* Problem *
Continue the summary of the paper on generating clickbait spoilers with an ensemble of large language models, starting after its final sentence.
___ Supplied passage
Generating clickbait spoilers with an ensemble of large language models
Mateusz Woźny, Mateusz Lango
TL;DR
This paper tackles the generation of clickbait spoilers to neutralize misleading headlines. It introduces an ensemble of LoRA-finetuned large language models that first convert clickbaits to questions, then generate diverse spoiler candidates, and finally rank them with learning-to-rank models to produce phrase, passage, or multi-part spoilers. The results show the ensemble outperforms prior QA-based spoiler methods across BLEU, METEOR, and BERTScore, with the largest gains on multi-part spoilers. The work demonstrates a flexible, scalable pipeline that integrates LLM-driven generation with ranking to enhance spoiler quality and coverage.
______
___ Information supplied
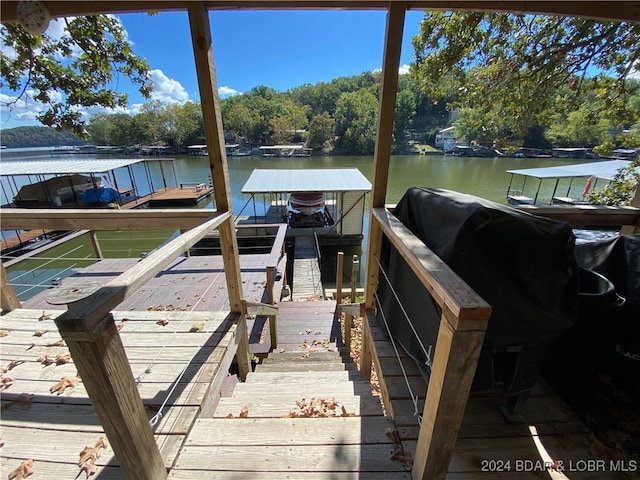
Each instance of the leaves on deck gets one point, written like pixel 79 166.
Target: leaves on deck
pixel 244 413
pixel 321 407
pixel 89 456
pixel 24 470
pixel 63 384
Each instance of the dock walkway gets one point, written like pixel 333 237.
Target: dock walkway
pixel 307 283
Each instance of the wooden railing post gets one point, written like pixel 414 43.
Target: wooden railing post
pixel 94 242
pixel 8 298
pixel 212 120
pixel 102 363
pixel 455 358
pixel 339 273
pixel 273 333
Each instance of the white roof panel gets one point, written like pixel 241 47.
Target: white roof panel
pixel 605 170
pixel 65 167
pixel 306 180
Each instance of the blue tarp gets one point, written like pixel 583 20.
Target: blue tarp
pixel 100 195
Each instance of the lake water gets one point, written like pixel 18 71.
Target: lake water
pixel 483 177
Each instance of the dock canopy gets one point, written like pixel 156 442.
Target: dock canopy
pixel 306 180
pixel 65 167
pixel 605 170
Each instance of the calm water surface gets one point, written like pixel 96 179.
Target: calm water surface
pixel 483 177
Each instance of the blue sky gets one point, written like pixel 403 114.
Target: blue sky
pixel 279 49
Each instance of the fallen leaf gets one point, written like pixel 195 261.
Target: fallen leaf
pixel 63 384
pixel 14 363
pixel 24 470
pixel 88 468
pixel 63 358
pixel 45 360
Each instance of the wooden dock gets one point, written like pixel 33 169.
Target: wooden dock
pixel 307 283
pixel 195 438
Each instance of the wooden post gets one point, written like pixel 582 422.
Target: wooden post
pixel 186 252
pixel 8 298
pixel 273 333
pixel 635 202
pixel 355 274
pixel 102 363
pixel 96 246
pixel 339 273
pixel 454 362
pixel 212 119
pixel 384 140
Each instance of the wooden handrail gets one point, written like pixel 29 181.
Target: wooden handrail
pixel 102 219
pixel 463 323
pixel 95 307
pixel 451 293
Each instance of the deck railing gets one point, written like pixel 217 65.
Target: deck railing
pixel 463 323
pixel 89 330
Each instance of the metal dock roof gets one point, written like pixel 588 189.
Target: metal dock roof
pixel 605 170
pixel 66 167
pixel 307 180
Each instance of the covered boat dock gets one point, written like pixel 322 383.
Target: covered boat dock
pixel 339 221
pixel 592 172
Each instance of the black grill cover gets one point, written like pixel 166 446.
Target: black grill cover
pixel 521 264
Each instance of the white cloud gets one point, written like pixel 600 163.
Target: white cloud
pixel 228 91
pixel 166 89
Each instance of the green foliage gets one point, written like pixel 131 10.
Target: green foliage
pixel 21 137
pixel 356 117
pixel 507 65
pixel 74 71
pixel 322 132
pixel 621 190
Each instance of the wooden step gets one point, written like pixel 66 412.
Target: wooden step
pixel 282 405
pixel 306 356
pixel 291 431
pixel 304 367
pixel 308 390
pixel 275 378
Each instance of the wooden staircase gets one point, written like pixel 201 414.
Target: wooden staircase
pixel 300 414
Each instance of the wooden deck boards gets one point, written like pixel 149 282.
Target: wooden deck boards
pixel 172 365
pixel 486 440
pixel 308 331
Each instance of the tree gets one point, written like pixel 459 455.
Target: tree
pixel 321 132
pixel 356 116
pixel 72 72
pixel 510 65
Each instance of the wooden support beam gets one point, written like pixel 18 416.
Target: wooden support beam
pixel 105 371
pixel 454 365
pixel 8 298
pixel 212 119
pixel 257 308
pixel 384 140
pixel 96 245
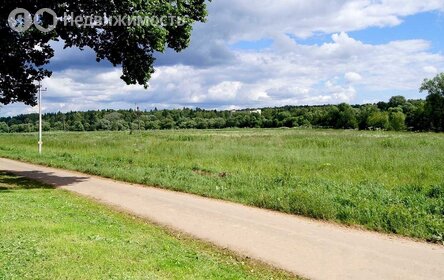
______
* The answer *
Abstract
Clickbait posts are a widespread problem in the webspace. The generation of spoilers, i.e. short texts that neutralize clickbait by providing information that satisfies the curiosity induced by it, is one of the proposed solutions to the problem. Current state-of-the-art methods are based on passage retrieval or question answering approaches and are limited to generating spoilers only in the form of a phrase or a passage. In this work, we propose an ensemble of fine-tuned large language models for clickbait spoiler generation. Our approach is not limited to phrase or passage spoilers, but is also able to generate multipart spoilers that refer to several non-consecutive parts of text. Experimental evaluation demonstrates that the proposed ensemble model outperforms the baselines in terms of BLEU, METEOR and BERTScore metrics.